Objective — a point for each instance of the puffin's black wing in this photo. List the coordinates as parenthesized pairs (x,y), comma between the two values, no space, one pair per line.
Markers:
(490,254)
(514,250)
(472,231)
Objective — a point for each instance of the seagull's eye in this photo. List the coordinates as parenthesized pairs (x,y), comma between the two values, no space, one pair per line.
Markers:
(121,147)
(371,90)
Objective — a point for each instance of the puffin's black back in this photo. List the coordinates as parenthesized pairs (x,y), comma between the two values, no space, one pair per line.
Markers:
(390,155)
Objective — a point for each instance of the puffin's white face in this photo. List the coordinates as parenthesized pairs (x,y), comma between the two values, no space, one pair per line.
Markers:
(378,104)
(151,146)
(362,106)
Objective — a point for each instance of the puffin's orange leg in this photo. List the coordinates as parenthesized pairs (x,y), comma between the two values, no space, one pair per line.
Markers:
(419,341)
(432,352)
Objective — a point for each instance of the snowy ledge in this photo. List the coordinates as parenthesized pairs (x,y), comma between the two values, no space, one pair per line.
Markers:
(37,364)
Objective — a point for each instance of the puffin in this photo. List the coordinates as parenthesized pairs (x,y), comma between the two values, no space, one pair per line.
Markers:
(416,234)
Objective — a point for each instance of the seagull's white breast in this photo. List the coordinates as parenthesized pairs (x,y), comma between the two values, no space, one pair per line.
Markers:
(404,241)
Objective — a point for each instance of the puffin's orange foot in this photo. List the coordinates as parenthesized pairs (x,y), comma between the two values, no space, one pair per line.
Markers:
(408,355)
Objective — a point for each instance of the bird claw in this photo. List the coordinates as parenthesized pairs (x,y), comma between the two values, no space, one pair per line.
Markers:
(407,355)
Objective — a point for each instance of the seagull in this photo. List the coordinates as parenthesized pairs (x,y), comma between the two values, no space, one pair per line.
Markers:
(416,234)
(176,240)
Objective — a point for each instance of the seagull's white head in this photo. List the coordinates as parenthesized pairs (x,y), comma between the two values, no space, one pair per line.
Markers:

* * *

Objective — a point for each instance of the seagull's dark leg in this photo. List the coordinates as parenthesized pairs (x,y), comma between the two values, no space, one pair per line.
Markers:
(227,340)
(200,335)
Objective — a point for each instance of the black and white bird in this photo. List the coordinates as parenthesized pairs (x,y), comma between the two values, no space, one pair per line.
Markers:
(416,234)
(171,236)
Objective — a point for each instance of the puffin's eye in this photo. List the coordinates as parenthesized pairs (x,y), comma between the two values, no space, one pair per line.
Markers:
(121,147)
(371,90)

--

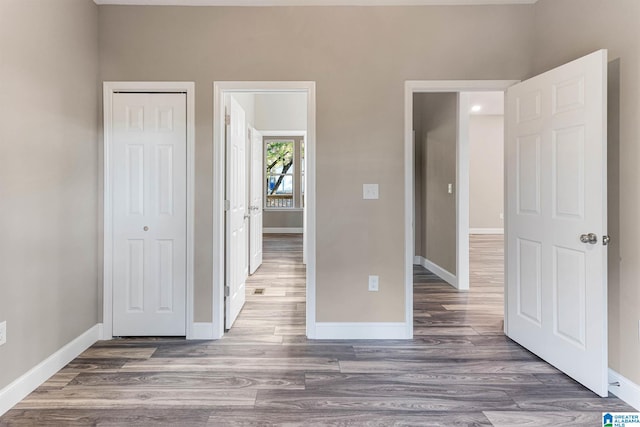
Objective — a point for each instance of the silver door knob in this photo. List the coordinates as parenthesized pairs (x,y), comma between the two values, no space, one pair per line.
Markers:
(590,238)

_What is asked_
Identify each line in the items above that contains the string "black" and copy those lines in full, treating uppercase and lowercase as different.

_Final answer_
Objective — a point for each instance of the puffin's black wing in this photo. List the coordinates as parenthesized pairs (x,y), comma between the two values, no space, one pair per line.
Objective — a point for each instance of the puffin's black back in this photo. List the coordinates as parenthesized pairs (x,y), comma between the two values, no space, one pair per line.
Objective — a point for each instance of the black and white bird in this photo. List the coordinates as parenthesized pairs (x,y), comma between the two values, no space, one pair per line.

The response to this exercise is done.